DO THIS: Count the lines of the material below that contain the string "light", and reply with that number alone.

DATA SHOWN:
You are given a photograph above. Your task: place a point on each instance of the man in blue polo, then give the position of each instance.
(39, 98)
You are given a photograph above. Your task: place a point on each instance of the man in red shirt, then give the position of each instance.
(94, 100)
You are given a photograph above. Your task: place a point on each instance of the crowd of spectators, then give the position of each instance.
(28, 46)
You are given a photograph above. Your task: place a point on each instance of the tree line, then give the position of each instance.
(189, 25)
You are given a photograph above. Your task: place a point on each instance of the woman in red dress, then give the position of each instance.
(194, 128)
---
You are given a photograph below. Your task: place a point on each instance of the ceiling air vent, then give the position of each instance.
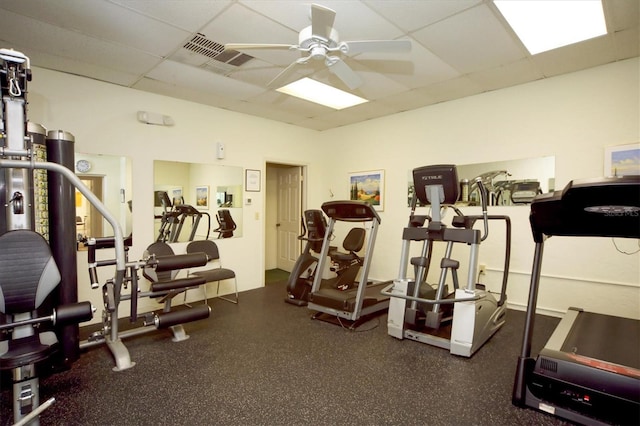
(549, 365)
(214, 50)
--
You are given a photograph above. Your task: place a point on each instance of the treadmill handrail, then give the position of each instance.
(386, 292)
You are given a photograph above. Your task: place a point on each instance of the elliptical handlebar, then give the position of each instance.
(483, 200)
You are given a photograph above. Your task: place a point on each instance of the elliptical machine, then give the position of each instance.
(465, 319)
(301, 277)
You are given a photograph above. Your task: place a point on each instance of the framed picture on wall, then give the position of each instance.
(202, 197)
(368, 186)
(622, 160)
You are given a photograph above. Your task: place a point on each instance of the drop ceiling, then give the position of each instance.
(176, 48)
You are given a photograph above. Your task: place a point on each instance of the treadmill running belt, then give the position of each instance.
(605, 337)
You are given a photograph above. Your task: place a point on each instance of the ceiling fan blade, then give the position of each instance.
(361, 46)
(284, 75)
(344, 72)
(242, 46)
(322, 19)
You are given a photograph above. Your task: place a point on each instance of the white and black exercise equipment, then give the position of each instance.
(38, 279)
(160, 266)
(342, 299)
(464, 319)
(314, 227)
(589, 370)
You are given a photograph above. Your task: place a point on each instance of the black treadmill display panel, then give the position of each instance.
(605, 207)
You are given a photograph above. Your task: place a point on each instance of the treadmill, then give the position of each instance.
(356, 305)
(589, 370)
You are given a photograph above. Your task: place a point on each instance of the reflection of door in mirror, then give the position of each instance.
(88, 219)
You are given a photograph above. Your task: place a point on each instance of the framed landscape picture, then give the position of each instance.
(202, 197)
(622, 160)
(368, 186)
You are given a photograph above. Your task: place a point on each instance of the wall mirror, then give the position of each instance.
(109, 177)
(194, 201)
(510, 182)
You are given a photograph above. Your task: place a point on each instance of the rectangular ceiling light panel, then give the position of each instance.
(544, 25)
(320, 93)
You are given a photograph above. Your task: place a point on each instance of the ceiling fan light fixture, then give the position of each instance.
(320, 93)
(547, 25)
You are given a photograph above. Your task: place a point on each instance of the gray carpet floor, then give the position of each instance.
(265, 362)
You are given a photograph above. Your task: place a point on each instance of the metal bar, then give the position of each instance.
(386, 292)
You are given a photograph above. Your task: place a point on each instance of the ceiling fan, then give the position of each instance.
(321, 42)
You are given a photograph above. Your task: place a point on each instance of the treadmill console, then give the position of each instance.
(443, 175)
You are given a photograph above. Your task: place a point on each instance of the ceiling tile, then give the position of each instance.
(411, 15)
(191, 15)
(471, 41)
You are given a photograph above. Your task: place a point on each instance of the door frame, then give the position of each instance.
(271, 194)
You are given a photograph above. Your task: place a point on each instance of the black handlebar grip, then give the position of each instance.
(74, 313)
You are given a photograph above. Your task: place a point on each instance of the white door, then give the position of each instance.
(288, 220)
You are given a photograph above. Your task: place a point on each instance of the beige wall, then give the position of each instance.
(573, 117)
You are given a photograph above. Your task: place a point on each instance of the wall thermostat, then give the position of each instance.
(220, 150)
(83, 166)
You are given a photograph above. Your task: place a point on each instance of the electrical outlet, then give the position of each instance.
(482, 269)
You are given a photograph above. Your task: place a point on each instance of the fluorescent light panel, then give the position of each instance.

FULL SOLUTION: 3